_The input:_
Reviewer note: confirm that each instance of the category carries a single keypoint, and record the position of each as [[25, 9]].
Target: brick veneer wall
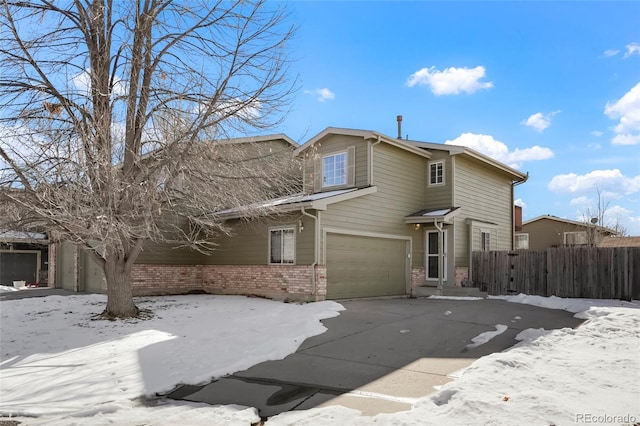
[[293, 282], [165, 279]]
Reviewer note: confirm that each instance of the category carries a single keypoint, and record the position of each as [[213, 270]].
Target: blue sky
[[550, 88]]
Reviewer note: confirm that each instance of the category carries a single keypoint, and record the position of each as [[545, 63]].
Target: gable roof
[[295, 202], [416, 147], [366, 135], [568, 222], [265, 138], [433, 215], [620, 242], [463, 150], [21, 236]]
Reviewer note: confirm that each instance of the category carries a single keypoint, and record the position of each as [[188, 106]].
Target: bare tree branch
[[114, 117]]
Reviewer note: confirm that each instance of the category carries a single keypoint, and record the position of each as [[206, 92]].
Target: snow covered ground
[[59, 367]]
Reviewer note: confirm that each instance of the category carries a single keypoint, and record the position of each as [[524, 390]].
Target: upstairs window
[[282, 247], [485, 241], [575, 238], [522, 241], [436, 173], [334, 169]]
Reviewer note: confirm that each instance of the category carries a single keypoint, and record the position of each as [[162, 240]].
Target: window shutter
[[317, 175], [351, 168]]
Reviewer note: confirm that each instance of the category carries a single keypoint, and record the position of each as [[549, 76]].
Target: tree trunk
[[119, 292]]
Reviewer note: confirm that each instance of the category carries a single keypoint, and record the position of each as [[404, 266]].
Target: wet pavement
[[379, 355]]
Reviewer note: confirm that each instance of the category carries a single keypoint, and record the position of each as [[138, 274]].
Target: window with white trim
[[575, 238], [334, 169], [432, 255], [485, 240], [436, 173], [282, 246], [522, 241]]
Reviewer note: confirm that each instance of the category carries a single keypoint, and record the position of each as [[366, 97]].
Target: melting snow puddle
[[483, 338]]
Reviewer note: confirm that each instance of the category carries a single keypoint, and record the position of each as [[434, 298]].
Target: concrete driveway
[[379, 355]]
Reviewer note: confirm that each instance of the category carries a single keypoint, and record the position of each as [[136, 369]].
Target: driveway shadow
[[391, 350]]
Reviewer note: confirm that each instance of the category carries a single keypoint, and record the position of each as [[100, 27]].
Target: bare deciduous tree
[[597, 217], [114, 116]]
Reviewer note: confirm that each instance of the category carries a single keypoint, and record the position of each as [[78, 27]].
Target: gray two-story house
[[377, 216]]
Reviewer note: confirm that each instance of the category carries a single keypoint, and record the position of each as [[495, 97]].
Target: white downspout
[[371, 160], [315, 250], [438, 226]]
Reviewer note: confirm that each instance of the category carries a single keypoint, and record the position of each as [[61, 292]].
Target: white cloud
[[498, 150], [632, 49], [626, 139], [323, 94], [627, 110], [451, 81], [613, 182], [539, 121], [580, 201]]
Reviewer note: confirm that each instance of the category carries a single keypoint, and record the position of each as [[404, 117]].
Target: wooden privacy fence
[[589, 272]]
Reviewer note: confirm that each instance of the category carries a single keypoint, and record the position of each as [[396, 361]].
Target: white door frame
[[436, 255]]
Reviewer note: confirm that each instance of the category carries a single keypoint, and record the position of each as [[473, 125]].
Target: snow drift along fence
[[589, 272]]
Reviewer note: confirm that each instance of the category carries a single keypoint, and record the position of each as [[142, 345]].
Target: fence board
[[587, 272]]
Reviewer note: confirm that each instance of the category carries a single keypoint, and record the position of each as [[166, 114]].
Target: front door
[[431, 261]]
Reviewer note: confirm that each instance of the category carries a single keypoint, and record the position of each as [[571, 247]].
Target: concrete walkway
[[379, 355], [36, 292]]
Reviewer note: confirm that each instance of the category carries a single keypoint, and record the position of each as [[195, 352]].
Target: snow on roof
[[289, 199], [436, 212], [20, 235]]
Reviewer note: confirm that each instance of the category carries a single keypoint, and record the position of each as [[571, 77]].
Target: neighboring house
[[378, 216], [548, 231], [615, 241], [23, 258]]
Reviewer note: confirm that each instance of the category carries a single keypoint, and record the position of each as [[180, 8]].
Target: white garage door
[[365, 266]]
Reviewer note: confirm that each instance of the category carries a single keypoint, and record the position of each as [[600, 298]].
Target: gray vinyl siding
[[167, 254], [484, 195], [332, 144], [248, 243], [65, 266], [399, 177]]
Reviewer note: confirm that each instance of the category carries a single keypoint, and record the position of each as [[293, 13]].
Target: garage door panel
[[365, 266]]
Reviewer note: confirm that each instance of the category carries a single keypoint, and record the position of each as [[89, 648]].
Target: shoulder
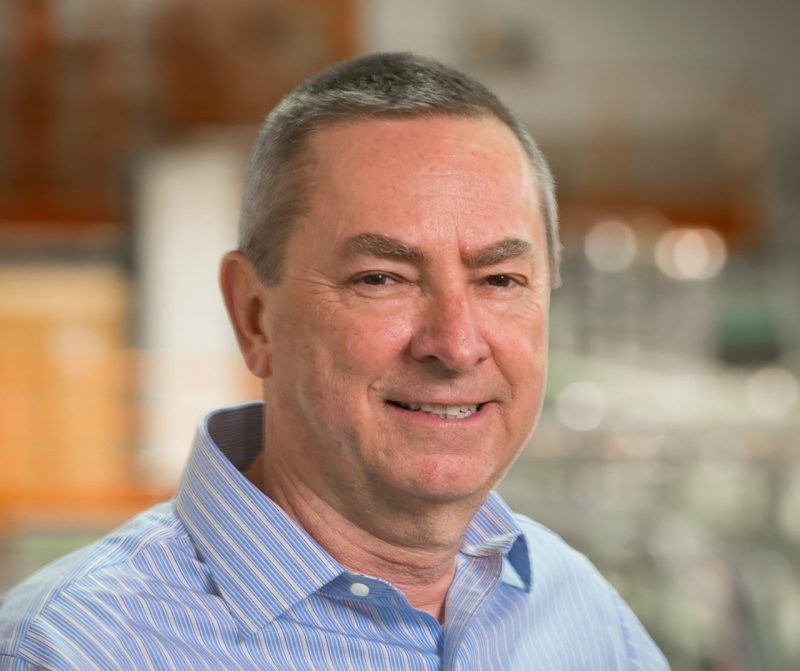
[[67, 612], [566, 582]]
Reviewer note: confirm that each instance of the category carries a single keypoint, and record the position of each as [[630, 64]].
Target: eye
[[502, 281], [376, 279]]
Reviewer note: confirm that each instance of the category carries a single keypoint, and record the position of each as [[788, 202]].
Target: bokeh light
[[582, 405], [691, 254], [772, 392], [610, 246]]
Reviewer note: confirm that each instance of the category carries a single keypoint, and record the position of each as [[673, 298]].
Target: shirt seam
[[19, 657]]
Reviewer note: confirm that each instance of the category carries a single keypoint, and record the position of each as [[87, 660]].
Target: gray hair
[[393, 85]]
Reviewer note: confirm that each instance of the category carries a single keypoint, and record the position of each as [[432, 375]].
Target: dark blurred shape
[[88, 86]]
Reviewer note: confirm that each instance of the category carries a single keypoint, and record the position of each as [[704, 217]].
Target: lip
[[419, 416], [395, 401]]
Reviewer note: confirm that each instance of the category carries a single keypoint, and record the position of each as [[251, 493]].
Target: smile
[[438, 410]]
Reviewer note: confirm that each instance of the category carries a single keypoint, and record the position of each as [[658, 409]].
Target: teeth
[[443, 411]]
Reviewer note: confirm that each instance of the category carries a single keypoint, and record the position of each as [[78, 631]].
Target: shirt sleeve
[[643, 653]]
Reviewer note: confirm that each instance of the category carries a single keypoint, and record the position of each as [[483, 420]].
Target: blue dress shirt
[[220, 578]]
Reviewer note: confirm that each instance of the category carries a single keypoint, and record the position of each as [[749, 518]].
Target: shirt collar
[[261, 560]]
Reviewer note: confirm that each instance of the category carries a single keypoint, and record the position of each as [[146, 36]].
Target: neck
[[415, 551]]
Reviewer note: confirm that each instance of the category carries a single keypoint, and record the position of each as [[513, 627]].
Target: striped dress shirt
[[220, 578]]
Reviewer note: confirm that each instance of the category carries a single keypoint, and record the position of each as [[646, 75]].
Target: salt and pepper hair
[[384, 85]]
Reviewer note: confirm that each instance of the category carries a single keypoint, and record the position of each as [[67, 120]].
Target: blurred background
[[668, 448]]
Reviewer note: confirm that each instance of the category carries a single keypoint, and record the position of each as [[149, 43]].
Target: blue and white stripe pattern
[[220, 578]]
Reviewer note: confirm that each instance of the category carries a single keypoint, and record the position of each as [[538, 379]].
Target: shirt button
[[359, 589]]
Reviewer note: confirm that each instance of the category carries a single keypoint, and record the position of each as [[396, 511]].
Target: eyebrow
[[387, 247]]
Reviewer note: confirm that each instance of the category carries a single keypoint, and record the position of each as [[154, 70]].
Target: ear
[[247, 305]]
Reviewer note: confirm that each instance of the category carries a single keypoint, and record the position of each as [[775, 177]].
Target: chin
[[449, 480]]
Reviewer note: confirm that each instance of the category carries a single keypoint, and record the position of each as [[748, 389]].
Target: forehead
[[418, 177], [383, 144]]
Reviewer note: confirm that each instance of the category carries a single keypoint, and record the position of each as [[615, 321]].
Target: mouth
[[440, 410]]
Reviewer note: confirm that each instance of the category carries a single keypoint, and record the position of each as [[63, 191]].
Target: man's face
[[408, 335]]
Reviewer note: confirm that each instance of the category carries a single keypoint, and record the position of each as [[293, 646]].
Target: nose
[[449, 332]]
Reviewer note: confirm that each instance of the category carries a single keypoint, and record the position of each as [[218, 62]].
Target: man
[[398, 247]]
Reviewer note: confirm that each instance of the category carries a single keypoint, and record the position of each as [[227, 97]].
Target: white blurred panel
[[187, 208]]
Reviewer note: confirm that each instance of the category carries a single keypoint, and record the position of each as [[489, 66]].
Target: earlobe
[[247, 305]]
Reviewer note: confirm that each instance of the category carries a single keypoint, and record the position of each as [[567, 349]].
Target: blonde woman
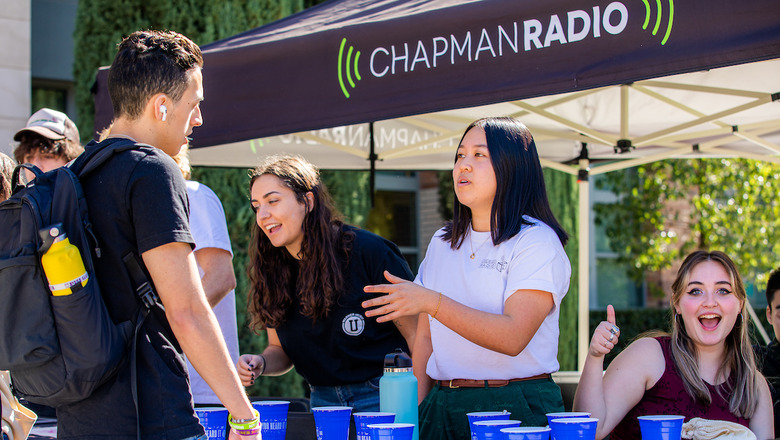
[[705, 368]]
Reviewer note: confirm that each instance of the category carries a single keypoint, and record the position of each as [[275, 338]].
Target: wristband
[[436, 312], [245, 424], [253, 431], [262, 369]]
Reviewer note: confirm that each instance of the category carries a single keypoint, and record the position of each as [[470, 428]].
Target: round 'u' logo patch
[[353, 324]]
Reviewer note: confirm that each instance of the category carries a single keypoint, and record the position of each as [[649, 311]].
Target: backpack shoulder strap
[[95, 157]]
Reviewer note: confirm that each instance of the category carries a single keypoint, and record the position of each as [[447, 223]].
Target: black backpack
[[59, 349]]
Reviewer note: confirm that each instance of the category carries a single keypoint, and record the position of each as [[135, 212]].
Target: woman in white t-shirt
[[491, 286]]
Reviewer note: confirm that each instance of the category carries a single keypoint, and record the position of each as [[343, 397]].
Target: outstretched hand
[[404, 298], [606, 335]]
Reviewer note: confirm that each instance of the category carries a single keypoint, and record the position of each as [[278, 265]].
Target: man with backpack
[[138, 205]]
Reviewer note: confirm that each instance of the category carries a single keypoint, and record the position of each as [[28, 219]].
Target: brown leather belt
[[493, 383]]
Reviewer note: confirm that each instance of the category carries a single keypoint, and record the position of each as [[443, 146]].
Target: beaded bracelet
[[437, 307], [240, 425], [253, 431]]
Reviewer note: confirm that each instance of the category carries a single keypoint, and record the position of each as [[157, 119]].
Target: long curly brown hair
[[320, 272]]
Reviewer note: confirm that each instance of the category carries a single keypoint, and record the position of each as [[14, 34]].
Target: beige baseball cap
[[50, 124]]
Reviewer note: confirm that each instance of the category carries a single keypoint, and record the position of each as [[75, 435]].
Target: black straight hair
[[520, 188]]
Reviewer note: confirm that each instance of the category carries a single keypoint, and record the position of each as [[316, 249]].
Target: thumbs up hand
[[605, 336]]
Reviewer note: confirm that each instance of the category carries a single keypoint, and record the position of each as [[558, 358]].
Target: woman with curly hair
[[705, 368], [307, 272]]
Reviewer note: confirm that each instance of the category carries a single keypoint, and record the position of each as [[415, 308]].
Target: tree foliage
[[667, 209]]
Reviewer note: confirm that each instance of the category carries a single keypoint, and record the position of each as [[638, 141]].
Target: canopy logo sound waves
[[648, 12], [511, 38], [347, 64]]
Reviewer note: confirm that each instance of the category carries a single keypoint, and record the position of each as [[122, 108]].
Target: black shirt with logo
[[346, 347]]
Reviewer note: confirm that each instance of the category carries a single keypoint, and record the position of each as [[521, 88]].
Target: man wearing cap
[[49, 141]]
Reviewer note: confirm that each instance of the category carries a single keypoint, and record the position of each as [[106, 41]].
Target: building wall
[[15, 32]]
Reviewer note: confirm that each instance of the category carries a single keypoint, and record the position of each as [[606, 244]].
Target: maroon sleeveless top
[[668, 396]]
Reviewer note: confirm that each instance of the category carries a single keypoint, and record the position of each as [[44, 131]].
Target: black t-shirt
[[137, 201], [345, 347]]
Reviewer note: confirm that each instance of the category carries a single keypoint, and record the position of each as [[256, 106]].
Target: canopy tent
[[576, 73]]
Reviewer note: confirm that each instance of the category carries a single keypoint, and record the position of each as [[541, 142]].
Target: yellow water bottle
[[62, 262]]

_Stated exercise:_ Put the records from the line with "as [[87, 660]]." to the line with "[[443, 411]]", both included, into a two-column CSV with columns input and output. Write one row per record, with its text in input and its answer in output, each as a single quoted field with line breaks replaced by spaces.

_The reply:_
input,output
"Reviewer note: confirm that each instance of the category carries a single keypoint, and record the position of each as [[87, 660]]. Target: gray hair","[[393, 85]]"
"Reviewer note: confirm that each instance of the category carries a single keypoint, and record the position of each as [[432, 375]]. Target: dark blurred shape","[[88, 86]]"
"Reviewer note: confirm that each instance of the category carries a single keypoint, and record the position of each as [[704, 217]]. Target: lip","[[419, 416], [395, 401]]"
"Reviewer note: confirm that each instance of the category carries a single keypoint, and record the position of each as [[251, 493]]. Target: smile","[[438, 410]]"
"Reviewer note: confirm that each instance of the category carries a single keypoint, and record the position of each as [[658, 409]]. Target: teeth","[[443, 411]]"